(Quelle)
* * * *

Lange Jahre galt China als Jungbrunnen der Weltwirtschaft. Doch zeigen sich mittlerweile Risse in der schönen Wirtschaftsfassade. Der Immobilienmarkt hat seinen Zenit überschritten und das Schicksal des Aktienmarkts erinnert an unseren Neuen Markt. Diese negativen Vermögenseffekte über Immobilien und Aktien bedrohen die Konsum- und Investitionsfreude in China. Bereits jetzt steht beim chinesischen Wachstum - nach westlichen Maßstäben - schon längst nicht mehr die Sieben, sondern eher die Vier vor dem Komma. Auch Chinas Anrainerstaaten bekommen die Nachfrageschwäche zu spüren.
Die Eurozone ersäuft in billigem Geld. Und dennoch will die eurozonale Wirtschafts-Wüste einfach nicht grün werden. Kreditausleihungen an Haushalte und Unternehmen findet man in der Eurozone noch seltener als Gänseblümchen am Nordpol. Und die Inflation ist so wenig wach wie der Bär während seines Winterschlafs.

* * * *

(Vorliegendes Material)
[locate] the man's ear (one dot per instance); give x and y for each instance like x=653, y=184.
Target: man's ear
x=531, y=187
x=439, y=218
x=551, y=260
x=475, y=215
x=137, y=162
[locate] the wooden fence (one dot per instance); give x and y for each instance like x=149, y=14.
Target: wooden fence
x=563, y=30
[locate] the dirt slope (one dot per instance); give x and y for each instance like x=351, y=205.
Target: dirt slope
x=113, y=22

* * * *

(Gestellte Aufgabe A) Können Sie aus dem Text über China und die Eurozone die Passage zwischen „Lange Jahre galt“ und „Nachfrageschwäche zu spüren.“, beide eingeschlossen, wortgetreu abschreiben?
(Gestellte Aufgabe B) Führen Sie den Text über China und die Eurozone im Anschluss an seinen letzten Satz weiter.
Die Einträge stammen aus einer anderen Quelle.

(Antwort A)
Lange Jahre galt China als Jungbrunnen der Weltwirtschaft. Doch zeigen sich mittlerweile Risse in der schönen Wirtschaftsfassade. Der Immobilienmarkt hat seinen Zenit überschritten und das Schicksal des Aktienmarkts erinnert an unseren Neuen Markt. Diese negativen Vermögenseffekte über Immobilien und Aktien bedrohen die Konsum- und Investitionsfreude in China. Bereits jetzt steht beim chinesischen Wachstum - nach westlichen Maßstäben - schon längst nicht mehr die Sieben, sondern eher die Vier vor dem Komma. Auch Chinas Anrainerstaaten bekommen die Nachfrageschwäche zu spüren.

(Antwort B)
Früher war der Sommer an den Kapitalmärkten eher ruhig und gemütlich. Erst im September ging es an den Börsen wieder zur Sache. 2015 ist von dieser typischen Sommerlässigkeit nicht unbedingt auszugehen. Das gilt auch vor dem Hintergrund, dass Renten- und Aktienmärkte grundsätzlich hoch bewertet sind und unter normalen Umständen längst reif für eine ordentliche Konsolidierung wären. Es darf also eigentlich im anstehenden Sommer in punkto Marktbedingungen nichts anbrennen. Risiken gibt es dennoch. Dabei meine ich noch nicht einmal den Konflikt des Westens mit Russland. Hier kann man nur hoffen, dass die Telefonverbindung von Merkel zu Väterchen Frost Putin nie einfriert.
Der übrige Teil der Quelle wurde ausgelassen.